Copy the lines below exactly. Start at the first and finish with the line containing "box: [0, 376, 107, 634]".

Saved entries –
---

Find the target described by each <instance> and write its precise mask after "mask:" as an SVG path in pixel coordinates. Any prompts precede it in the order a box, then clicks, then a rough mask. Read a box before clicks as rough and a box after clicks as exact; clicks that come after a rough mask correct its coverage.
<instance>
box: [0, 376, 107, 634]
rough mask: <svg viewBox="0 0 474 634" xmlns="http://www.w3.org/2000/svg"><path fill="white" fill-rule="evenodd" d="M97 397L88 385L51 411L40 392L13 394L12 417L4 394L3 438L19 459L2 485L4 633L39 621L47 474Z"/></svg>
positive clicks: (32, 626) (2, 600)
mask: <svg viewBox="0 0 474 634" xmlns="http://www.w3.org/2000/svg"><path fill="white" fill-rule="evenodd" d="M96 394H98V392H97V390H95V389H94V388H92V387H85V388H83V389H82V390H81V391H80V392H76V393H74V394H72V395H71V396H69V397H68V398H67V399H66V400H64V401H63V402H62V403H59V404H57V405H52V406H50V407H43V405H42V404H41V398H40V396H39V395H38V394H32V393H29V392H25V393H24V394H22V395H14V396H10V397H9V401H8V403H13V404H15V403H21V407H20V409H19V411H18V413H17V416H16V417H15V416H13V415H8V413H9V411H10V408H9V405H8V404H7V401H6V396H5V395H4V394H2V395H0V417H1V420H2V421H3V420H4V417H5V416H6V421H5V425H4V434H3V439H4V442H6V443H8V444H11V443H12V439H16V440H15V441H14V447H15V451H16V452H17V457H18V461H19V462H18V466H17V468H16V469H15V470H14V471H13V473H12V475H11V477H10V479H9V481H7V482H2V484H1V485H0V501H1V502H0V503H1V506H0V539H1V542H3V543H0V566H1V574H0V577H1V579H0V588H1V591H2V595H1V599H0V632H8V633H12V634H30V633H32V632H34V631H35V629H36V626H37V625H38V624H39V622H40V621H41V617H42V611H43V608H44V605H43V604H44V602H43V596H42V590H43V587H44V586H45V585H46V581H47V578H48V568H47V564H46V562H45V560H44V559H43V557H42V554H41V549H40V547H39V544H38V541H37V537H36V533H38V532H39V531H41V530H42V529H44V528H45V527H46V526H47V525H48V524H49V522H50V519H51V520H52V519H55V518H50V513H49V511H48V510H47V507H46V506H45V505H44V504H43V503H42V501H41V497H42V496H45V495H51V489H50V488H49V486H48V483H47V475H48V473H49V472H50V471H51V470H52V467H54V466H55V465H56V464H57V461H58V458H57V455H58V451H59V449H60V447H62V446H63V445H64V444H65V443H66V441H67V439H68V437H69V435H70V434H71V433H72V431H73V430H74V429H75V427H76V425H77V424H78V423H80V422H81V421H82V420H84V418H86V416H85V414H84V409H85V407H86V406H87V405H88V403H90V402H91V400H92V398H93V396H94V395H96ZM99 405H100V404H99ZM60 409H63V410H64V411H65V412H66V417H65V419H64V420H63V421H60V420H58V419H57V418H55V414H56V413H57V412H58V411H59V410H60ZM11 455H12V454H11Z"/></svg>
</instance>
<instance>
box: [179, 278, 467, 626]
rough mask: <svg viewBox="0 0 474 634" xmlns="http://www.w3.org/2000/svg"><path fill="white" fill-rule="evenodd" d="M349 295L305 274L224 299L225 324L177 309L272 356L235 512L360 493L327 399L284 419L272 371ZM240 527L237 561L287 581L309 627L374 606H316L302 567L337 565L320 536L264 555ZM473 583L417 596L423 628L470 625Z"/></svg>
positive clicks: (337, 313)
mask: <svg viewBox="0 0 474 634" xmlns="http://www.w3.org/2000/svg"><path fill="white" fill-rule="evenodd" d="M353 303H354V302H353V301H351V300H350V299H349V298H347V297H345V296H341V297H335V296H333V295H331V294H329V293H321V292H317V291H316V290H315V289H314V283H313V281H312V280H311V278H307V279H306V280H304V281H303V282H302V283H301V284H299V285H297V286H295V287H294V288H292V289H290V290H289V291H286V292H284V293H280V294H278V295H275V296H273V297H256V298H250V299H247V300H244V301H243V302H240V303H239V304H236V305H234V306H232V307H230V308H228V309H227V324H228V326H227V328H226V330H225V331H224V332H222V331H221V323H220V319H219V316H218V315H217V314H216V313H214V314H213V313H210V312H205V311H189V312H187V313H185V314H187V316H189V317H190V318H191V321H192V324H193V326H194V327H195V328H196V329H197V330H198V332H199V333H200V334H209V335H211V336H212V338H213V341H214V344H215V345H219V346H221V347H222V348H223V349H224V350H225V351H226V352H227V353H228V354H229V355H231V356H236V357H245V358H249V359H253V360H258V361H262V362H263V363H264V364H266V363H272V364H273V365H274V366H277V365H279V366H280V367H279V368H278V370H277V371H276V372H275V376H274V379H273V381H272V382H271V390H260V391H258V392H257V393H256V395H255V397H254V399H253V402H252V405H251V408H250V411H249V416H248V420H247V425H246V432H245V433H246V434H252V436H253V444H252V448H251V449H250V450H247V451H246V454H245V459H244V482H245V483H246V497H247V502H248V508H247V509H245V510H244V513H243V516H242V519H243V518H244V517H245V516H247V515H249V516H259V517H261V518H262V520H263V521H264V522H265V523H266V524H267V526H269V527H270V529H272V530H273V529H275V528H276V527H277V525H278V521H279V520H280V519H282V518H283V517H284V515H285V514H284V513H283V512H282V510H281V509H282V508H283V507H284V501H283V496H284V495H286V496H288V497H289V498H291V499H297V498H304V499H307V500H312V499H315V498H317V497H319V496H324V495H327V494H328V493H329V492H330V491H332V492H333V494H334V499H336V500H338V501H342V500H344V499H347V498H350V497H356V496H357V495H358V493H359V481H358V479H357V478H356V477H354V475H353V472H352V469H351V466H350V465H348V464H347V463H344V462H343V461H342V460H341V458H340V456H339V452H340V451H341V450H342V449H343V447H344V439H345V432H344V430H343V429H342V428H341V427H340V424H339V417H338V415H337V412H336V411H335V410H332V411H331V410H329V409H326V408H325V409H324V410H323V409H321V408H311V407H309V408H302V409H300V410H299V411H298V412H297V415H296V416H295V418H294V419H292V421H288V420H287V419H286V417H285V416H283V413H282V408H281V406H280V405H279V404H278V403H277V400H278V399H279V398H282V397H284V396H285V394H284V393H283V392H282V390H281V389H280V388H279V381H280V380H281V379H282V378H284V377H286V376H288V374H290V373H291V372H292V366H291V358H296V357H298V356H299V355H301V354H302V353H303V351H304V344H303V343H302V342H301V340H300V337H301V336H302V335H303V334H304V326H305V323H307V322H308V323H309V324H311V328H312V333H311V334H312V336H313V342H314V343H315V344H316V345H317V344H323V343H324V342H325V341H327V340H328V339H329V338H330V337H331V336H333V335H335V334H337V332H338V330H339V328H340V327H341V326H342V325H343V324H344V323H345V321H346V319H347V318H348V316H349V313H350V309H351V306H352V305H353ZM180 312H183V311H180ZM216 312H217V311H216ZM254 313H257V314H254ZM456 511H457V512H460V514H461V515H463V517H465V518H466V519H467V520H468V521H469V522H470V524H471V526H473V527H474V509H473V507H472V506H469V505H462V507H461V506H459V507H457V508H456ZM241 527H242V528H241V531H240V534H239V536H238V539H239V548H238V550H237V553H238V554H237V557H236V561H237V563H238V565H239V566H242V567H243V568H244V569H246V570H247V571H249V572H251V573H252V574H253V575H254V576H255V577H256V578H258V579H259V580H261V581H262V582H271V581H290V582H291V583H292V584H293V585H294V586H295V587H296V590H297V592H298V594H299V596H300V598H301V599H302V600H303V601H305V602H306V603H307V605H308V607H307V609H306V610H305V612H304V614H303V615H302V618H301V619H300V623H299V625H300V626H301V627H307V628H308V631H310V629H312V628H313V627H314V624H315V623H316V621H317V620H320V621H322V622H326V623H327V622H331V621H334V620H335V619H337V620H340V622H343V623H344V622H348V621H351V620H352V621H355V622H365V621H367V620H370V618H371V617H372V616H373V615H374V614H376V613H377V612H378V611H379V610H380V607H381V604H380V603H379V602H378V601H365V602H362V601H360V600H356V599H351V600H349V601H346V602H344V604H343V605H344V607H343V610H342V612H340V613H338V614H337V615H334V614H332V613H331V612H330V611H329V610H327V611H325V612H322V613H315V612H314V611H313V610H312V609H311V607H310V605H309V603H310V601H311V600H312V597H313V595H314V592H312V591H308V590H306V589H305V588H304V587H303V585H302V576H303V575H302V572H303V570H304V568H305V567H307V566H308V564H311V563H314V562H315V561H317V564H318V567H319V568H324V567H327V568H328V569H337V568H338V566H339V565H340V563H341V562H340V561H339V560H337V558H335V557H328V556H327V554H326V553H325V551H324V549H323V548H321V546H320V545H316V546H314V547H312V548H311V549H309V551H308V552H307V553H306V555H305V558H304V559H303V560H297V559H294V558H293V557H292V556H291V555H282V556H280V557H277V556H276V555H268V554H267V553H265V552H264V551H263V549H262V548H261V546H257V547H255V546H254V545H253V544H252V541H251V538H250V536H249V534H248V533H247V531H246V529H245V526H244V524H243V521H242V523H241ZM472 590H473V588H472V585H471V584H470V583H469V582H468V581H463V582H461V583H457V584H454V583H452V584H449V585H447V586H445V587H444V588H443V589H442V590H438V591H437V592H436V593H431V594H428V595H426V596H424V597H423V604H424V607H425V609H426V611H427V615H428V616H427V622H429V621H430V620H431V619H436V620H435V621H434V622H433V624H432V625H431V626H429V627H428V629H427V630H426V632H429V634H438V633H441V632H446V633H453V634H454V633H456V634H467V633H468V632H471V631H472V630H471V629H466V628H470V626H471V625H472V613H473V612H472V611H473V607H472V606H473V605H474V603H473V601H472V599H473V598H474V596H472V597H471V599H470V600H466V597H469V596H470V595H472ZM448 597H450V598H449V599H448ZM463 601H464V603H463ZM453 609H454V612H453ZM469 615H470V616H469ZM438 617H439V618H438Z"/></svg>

---

WRITTEN RESPONSE –
Find the target described by each <instance> and write its precise mask after "mask:" as an SVG path in pixel coordinates. Any prompts precede it in the order a box, then clicks, then a rough mask. Read a box before clicks as rough and a box after clicks as exact; clicks that come after a rough mask correct its coverage.
<instance>
box: [0, 376, 107, 634]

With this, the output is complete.